> _Short exercise_: Retype exactly the lines that run from the line with "Category: front wheel" to the final line of the entries, keeping both ends and nothing else.

### Data for this task

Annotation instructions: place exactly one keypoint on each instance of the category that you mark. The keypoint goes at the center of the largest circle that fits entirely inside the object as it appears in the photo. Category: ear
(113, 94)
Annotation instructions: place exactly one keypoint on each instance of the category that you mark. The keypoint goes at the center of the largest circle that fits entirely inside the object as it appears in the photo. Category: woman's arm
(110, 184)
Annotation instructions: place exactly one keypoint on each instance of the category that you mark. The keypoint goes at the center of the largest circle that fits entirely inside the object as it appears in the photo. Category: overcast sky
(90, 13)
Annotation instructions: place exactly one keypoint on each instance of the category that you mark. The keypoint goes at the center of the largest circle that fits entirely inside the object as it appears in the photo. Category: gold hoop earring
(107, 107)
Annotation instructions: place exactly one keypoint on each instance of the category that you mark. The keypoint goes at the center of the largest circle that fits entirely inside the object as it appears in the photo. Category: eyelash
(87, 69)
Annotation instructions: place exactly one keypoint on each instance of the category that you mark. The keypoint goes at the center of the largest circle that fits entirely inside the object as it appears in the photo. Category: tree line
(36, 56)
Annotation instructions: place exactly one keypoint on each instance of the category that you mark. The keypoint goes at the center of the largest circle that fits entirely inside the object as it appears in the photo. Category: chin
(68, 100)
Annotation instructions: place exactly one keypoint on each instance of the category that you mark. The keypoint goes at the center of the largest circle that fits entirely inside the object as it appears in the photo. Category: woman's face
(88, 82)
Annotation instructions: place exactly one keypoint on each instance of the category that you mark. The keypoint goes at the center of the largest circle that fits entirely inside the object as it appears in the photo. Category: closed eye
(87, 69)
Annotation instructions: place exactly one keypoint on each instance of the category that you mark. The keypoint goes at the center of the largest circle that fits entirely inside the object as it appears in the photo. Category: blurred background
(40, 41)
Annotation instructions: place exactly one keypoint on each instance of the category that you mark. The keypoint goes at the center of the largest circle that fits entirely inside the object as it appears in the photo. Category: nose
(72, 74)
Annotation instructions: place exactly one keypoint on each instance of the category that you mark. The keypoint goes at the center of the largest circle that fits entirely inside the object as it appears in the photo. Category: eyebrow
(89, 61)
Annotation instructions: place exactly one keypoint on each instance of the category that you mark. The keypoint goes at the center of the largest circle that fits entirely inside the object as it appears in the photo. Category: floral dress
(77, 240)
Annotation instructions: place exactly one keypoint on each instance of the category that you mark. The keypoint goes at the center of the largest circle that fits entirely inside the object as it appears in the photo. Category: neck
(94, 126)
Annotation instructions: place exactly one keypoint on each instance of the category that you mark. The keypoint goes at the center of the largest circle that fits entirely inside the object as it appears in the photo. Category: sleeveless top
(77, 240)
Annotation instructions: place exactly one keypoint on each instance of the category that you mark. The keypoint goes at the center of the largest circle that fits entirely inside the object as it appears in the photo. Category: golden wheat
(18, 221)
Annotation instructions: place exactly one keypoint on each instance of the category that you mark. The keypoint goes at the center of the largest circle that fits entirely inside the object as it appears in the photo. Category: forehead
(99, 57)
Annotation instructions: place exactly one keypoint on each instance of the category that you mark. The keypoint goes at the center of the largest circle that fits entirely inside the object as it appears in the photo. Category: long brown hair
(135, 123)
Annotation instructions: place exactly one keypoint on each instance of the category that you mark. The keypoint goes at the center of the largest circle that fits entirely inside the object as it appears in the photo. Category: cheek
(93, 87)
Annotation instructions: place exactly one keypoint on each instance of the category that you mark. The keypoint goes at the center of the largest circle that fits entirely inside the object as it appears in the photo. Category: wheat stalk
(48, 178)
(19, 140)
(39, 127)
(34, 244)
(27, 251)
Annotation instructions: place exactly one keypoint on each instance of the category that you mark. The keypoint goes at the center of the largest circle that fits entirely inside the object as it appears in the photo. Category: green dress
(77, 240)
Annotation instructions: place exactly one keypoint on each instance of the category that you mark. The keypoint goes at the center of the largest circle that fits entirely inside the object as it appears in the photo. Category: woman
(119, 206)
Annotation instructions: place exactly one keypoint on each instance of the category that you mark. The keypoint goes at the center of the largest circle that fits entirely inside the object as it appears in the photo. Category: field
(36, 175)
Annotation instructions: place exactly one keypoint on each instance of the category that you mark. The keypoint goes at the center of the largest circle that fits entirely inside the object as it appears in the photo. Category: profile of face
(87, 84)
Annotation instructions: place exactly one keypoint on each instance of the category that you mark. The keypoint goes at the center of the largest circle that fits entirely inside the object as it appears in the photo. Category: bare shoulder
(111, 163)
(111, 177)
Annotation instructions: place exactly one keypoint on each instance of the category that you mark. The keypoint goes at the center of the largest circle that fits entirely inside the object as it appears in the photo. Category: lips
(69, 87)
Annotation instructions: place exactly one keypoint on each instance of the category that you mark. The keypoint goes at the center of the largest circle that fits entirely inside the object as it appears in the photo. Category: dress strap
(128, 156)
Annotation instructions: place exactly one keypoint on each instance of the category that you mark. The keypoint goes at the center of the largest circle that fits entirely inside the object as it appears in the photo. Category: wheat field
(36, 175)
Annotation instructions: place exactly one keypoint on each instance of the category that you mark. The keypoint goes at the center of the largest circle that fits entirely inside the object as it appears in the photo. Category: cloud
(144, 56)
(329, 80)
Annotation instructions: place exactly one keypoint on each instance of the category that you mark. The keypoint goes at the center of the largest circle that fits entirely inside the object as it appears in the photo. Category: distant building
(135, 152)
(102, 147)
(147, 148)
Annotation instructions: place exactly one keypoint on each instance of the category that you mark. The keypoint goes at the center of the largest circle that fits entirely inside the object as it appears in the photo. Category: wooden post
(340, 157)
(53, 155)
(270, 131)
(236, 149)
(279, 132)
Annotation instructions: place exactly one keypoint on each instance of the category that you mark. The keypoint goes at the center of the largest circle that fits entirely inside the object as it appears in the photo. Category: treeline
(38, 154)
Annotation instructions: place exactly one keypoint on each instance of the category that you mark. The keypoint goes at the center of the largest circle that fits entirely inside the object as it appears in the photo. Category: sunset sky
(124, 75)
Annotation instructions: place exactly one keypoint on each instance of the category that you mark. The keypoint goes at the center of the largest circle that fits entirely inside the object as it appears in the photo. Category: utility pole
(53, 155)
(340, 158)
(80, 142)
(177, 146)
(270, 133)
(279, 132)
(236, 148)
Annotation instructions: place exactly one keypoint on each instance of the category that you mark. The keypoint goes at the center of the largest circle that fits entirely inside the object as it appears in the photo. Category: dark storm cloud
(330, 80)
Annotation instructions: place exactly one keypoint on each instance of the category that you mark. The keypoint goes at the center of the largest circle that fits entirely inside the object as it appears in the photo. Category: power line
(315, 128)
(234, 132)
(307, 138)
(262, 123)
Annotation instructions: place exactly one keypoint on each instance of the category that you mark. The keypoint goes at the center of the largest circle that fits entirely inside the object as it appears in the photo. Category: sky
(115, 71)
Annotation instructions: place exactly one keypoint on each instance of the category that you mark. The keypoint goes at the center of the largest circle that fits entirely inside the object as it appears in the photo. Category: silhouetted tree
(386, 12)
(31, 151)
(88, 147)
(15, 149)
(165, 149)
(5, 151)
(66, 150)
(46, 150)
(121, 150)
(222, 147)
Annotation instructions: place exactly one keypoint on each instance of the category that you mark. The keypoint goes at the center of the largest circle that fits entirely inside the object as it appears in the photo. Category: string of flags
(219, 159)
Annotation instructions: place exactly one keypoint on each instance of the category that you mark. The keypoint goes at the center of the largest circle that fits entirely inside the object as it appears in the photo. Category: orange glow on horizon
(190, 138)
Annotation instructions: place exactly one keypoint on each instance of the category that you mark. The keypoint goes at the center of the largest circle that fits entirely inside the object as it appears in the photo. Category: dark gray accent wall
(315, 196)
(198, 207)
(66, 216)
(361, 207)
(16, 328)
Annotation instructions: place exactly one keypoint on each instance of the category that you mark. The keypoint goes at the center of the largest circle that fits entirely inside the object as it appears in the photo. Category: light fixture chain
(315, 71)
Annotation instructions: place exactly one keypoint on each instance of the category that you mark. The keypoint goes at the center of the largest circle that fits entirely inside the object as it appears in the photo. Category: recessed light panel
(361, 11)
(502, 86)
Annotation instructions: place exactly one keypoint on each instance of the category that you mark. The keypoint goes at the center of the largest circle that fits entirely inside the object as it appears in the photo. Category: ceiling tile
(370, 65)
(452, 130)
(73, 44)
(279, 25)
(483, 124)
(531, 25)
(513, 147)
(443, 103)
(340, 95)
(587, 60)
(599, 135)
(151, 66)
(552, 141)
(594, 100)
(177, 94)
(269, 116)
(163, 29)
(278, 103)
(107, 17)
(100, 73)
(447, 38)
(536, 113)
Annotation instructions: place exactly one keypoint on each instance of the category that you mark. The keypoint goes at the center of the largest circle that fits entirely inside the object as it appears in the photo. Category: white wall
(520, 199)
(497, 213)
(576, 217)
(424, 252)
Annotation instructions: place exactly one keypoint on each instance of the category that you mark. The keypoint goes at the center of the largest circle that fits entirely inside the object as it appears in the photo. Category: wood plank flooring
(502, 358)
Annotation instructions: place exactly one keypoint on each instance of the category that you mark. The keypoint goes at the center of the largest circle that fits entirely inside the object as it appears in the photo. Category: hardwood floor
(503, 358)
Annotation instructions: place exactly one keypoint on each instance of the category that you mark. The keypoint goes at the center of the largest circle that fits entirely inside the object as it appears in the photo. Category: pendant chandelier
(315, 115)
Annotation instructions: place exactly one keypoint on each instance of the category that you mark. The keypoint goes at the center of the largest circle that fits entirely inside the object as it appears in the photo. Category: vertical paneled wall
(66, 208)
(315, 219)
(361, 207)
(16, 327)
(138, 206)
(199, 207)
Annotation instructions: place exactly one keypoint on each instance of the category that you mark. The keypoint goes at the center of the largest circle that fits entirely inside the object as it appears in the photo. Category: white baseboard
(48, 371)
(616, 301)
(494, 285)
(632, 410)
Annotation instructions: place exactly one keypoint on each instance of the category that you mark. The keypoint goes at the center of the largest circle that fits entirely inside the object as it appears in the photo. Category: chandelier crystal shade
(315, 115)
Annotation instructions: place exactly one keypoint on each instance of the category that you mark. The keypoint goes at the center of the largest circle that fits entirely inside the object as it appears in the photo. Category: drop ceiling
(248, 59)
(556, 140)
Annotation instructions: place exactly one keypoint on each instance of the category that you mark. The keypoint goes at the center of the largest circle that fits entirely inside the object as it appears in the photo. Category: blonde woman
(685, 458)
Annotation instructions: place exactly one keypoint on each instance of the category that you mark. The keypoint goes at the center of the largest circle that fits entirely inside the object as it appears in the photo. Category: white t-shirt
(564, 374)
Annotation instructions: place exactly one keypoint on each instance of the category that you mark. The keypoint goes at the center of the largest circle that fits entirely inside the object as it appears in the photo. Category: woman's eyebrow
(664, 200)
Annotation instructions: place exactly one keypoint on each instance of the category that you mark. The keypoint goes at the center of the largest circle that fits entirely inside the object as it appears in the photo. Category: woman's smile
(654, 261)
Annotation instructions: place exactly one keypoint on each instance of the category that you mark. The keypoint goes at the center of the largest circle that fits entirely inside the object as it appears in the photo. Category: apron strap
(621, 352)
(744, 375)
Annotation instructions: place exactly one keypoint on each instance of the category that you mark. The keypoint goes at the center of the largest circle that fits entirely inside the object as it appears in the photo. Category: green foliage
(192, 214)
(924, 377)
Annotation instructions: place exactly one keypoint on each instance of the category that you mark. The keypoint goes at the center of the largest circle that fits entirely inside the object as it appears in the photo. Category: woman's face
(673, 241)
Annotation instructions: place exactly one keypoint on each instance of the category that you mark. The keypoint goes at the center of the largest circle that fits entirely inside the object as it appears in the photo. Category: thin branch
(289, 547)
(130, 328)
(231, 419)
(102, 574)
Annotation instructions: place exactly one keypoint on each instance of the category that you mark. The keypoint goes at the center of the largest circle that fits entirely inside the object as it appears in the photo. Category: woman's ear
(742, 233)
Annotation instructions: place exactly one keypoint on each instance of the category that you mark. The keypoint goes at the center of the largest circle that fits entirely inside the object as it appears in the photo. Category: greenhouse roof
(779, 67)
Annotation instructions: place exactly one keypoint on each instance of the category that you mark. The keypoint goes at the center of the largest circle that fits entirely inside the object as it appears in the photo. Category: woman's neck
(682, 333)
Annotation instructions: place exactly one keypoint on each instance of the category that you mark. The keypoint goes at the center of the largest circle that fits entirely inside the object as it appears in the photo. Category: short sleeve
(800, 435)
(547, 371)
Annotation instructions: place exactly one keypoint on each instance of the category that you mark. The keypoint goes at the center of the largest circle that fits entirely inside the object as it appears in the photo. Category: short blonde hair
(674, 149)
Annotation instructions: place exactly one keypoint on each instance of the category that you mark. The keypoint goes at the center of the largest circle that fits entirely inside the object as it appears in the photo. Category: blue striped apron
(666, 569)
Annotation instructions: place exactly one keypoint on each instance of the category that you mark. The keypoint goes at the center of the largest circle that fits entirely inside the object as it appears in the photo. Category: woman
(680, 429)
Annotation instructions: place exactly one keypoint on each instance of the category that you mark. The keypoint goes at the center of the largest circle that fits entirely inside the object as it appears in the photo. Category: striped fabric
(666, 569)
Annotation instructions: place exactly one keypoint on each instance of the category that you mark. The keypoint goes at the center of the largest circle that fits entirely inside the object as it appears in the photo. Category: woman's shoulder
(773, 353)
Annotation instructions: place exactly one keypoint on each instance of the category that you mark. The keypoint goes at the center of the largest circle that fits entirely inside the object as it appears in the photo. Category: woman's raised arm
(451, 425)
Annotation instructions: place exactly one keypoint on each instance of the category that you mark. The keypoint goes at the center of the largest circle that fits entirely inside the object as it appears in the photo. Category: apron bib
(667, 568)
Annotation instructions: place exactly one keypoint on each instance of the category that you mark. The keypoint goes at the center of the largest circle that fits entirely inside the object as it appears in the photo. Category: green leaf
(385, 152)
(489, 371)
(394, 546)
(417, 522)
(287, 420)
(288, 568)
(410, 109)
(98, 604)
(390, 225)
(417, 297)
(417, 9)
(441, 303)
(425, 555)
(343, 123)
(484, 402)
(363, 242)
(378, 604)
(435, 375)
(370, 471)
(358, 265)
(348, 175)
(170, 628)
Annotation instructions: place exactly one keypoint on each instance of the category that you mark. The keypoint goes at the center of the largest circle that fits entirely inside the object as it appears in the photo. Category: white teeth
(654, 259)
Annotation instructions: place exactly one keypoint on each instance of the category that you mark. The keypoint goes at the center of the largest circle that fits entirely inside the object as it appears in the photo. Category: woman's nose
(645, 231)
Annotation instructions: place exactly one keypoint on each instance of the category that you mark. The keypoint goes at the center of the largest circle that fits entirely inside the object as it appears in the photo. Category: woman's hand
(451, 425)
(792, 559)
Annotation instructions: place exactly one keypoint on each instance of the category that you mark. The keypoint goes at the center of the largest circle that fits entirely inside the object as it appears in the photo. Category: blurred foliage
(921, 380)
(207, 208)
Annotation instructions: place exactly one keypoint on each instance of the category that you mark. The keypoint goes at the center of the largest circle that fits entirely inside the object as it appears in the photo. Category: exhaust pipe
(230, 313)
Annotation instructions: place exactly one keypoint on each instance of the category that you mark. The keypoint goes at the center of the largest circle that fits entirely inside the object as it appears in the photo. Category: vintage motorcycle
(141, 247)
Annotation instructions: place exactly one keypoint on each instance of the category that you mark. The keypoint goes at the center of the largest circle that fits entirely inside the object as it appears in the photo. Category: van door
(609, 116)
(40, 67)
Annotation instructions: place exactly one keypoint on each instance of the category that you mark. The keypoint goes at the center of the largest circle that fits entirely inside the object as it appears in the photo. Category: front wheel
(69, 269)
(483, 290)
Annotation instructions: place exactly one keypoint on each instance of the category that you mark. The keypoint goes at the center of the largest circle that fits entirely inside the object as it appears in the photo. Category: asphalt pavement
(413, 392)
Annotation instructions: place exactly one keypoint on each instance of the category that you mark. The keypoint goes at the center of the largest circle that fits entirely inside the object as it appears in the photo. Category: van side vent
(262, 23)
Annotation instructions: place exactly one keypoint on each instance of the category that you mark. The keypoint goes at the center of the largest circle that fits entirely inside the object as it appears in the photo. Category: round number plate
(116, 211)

######

> _The reply_:
Annotation instructions: place exactly one keypoint on each instance of the category that you mark. The keypoint goes at the center of the largest circle that fits entirely inside the object as it appears in the photo. Category: front wheel
(69, 269)
(483, 290)
Annotation instructions: place exactly one keypoint on each instance of the category that you mark. The keypoint goes at the center of the largest circle that fits entirely inside the object as it appears in the photo. Category: asphalt pavement
(413, 392)
Annotation instructions: place exactly one keypoint on each instance of the category that you mark. The keypoint goes at the center of the largest circle that fits entirely inside the object as it appears in the photo. Category: van side vent
(262, 23)
Annotation instructions: place exactly one keypoint on each instance of the category that you mark. The keypoint goes at the center of the largest circle that fits entirely inside the object as it appears in the photo. Category: round number plate
(116, 211)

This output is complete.